Zu bearbeitende Aufgaben —
1. Welche Staaten besitzen laut dem Kommentar zum Iran-Konflikt bereits Atomwaffen, ohne dem Atomsperrvertrag beigetreten zu sein?
2. Geben Sie aus dem Kommentar zum Iran-Konflikt den Abschnitt von „Herr Perthes plädiert“ bis „antikolonialistischen Befreiungskämpfen benutzt.“ wortgetreu wieder.
3. Entscheiden Sie für jede der folgenden Aussagen, ob sie mit dem Kommentar zum Iran-Konflikt übereinstimmt, und belegen Sie Ihre Antwort mit einem wörtlichen Zitat.
(a) Volker Perthes tritt dafür ein, das Thema Menschenrechte im Umgang mit dem Iran stärker zu gewichten.
(b) Die Analyse der Federation of the American Scientists lehnt einen Austausch von Uran gegen Brennstäbe ab.
(c) Indien, Israel und Pakistan sind dem Atomsperrvertrag beigetreten.

Textauszug —
****************************************
Dr. Amir Mortasawi, 28. April 2010

zu Die Spirale des Misstrauens überwinden von Volker Perthes

Der Beitrag enthält neben altem Wein in variierenden Schläuchen auch positive Gedanken bezüglich der Verhandlungen mit dem Iran, konkret im Zusammenhang mit dem Austausch von im Iran angereichertem Uran mit in anderen Ländern bereitgestellten Brennstäben.

In diesem Zusammenhang möchte ich auf eine aktuelle Analyse amerikanischer Wissenschaftler hinweisen (Federation of the American Scientists, FAS), die eindeutig einen solchen Austausch unter Berücksichtigung der iranischen Forderungen und Bedingungen zur Beendigung der verfahrenen Situation im Iran-Konflikt favorisieren.

Herr Perthes plädiert für eine stärkere Gewichtung des Themas Menschenrechte im Umgang mit dem Iran. Der Gedanke der Menschenrechte wurde von Anfang an sowohl im Sinne der Freiheit, Gerechtigkeit und Vernunft als auch zur Durchsetzung imperialer Interessen eingesetzt. So wurde dieses Thema beispielsweise einerseits zur Begründung des Kolonialismus und andererseits in antikolonialistischen Befreiungskämpfen benutzt.

Die Auseinandersetzung mit dem Atomprogramm Irans hat unter anderem dazu geführt, dass über die Heuchelei und die Doppelstandards der Atomwaffen besitzenden Staaten und des "Westens" im Umgang mit dem Thema Sicherheit und Frieden im Mittleren und Nahen Osten breit diskutiert wird. Indien, Israel und Pakistan besitzen bereits Atomwaffen, sind dem Atomsperrvertrag nicht beigetreten und pflegen gute Beziehungen zu den Vereinigten Staaten und der EU.
****************************************
Einträge aus einer Sammlung:
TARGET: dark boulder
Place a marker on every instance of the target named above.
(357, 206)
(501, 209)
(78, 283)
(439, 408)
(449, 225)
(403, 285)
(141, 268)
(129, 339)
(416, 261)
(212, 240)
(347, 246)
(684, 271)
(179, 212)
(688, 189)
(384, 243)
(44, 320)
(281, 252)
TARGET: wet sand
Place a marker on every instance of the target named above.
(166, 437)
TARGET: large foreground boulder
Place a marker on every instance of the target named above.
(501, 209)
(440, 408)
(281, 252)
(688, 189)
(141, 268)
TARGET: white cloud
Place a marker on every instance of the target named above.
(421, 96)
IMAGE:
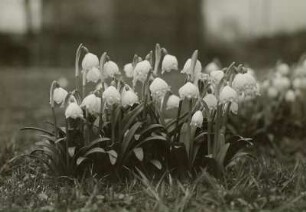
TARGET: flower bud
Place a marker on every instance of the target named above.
(111, 96)
(158, 88)
(73, 111)
(211, 101)
(169, 63)
(92, 103)
(290, 96)
(187, 68)
(128, 98)
(111, 69)
(173, 102)
(197, 119)
(128, 69)
(216, 77)
(90, 60)
(59, 95)
(228, 94)
(189, 91)
(93, 75)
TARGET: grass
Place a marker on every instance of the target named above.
(274, 180)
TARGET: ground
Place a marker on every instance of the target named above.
(274, 179)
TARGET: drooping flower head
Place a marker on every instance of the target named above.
(111, 96)
(189, 91)
(158, 88)
(89, 61)
(169, 63)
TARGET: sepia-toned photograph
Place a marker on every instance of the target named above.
(152, 105)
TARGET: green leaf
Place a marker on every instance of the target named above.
(138, 153)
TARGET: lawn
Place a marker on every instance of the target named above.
(273, 179)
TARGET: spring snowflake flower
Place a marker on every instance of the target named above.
(212, 66)
(158, 88)
(216, 77)
(141, 71)
(92, 103)
(111, 96)
(189, 91)
(128, 98)
(173, 102)
(73, 111)
(169, 63)
(197, 119)
(59, 95)
(211, 101)
(128, 70)
(228, 94)
(283, 69)
(245, 84)
(290, 96)
(111, 69)
(93, 75)
(90, 60)
(187, 68)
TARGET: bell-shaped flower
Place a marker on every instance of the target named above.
(90, 60)
(141, 71)
(187, 67)
(173, 102)
(212, 66)
(216, 77)
(169, 63)
(228, 94)
(128, 70)
(92, 103)
(197, 119)
(290, 96)
(111, 96)
(93, 75)
(211, 101)
(59, 95)
(128, 98)
(245, 84)
(158, 88)
(110, 69)
(73, 111)
(189, 91)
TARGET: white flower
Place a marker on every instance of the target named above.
(111, 69)
(158, 88)
(234, 107)
(272, 92)
(189, 91)
(283, 69)
(187, 68)
(212, 66)
(59, 95)
(90, 60)
(111, 96)
(290, 96)
(169, 63)
(228, 94)
(141, 71)
(93, 75)
(197, 119)
(128, 69)
(128, 98)
(211, 101)
(173, 102)
(73, 111)
(245, 84)
(216, 77)
(92, 103)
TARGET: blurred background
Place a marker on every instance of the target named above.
(38, 40)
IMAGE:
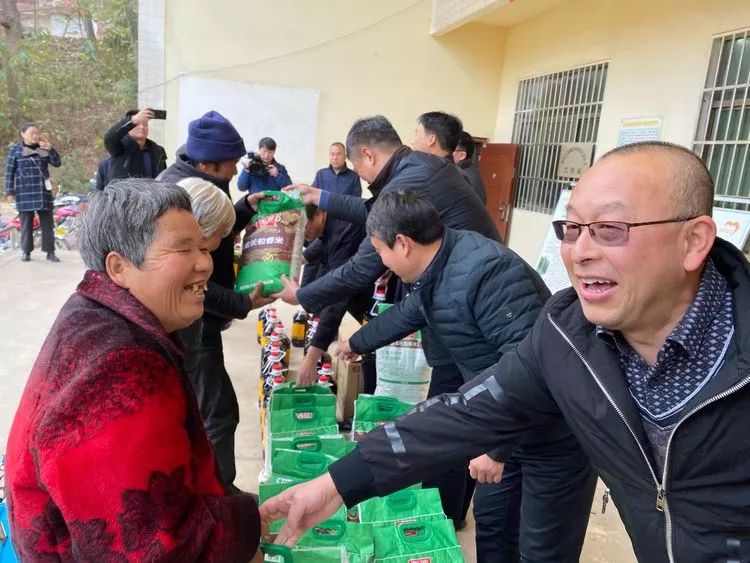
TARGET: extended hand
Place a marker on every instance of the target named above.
(344, 350)
(310, 195)
(253, 199)
(289, 293)
(303, 506)
(486, 470)
(257, 300)
(308, 371)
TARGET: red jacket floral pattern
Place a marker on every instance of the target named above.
(107, 458)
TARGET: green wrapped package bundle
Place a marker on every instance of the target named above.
(418, 542)
(333, 445)
(300, 464)
(356, 540)
(291, 396)
(302, 421)
(371, 411)
(407, 505)
(272, 245)
(281, 554)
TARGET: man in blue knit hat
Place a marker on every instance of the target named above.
(212, 151)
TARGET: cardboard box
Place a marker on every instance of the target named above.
(350, 383)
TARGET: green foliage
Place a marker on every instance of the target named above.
(74, 88)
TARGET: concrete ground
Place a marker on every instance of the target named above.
(31, 295)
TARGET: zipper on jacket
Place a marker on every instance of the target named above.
(661, 493)
(709, 401)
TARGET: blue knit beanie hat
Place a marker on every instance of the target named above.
(212, 138)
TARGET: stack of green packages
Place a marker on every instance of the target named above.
(300, 415)
(417, 542)
(371, 411)
(357, 540)
(334, 445)
(272, 245)
(407, 505)
(282, 554)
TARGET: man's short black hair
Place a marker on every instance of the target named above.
(267, 143)
(466, 144)
(26, 124)
(403, 212)
(374, 131)
(446, 127)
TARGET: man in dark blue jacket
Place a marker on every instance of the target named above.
(480, 300)
(337, 178)
(212, 151)
(265, 175)
(132, 153)
(379, 157)
(647, 358)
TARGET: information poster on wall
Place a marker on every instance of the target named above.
(549, 264)
(638, 129)
(732, 225)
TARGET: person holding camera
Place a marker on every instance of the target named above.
(262, 172)
(133, 154)
(27, 183)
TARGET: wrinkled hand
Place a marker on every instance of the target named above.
(257, 300)
(303, 506)
(486, 470)
(289, 293)
(142, 117)
(344, 350)
(310, 195)
(253, 199)
(308, 371)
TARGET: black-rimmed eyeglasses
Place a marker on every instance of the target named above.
(605, 233)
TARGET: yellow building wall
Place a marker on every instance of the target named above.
(658, 55)
(363, 57)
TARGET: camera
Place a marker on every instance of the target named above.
(255, 165)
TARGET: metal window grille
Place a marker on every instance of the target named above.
(563, 107)
(722, 137)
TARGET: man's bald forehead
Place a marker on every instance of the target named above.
(689, 182)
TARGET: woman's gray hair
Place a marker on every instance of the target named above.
(122, 219)
(212, 208)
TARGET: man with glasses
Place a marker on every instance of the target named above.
(646, 357)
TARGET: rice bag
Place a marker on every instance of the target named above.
(272, 245)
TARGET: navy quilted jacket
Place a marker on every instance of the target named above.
(478, 297)
(24, 178)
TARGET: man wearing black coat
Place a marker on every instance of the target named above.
(132, 153)
(379, 157)
(480, 300)
(212, 152)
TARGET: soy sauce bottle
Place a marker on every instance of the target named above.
(299, 329)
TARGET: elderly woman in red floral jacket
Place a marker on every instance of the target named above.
(107, 458)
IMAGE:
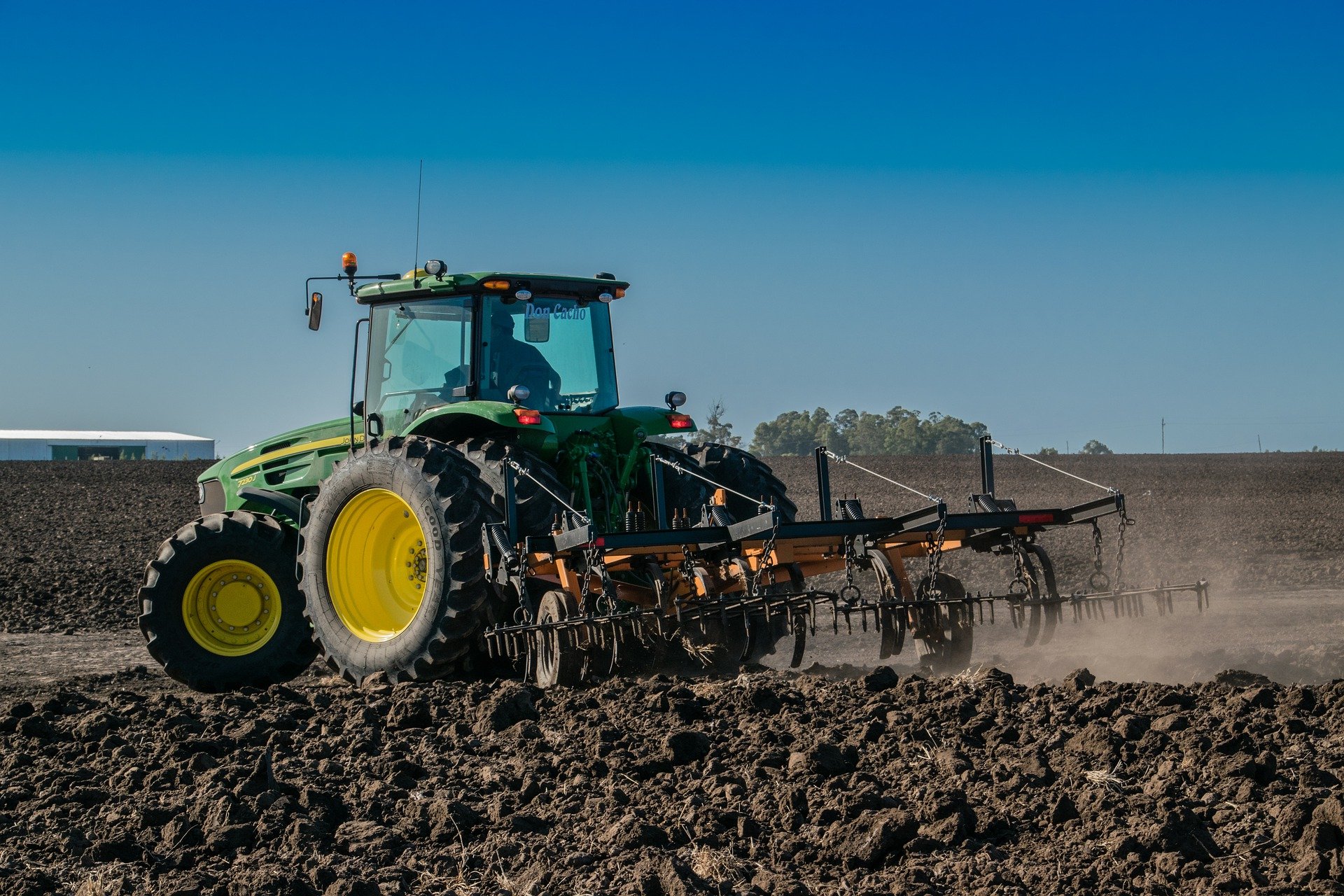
****************************************
Lösungen der Aufgaben —
1. Indien, Israel und Pakistan.

2.
Herr Perthes plädiert für eine stärkere Gewichtung des Themas Menschenrechte im Umgang mit dem Iran. Der Gedanke der Menschenrechte wurde von Anfang an sowohl im Sinne der Freiheit, Gerechtigkeit und Vernunft als auch zur Durchsetzung imperialer Interessen eingesetzt. So wurde dieses Thema beispielsweise einerseits zur Begründung des Kolonialismus und andererseits in antikolonialistischen Befreiungskämpfen benutzt.

3.
(a) Ja: „Herr Perthes plädiert für eine stärkere Gewichtung des Themas Menschenrechte im Umgang mit dem Iran.“
(b) Nein: „die eindeutig einen solchen Austausch unter Berücksichtigung der iranischen Forderungen und Bedingungen zur Beendigung der verfahrenen Situation im Iran-Konflikt favorisieren“
(c) Nein: „sind dem Atomsperrvertrag nicht beigetreten“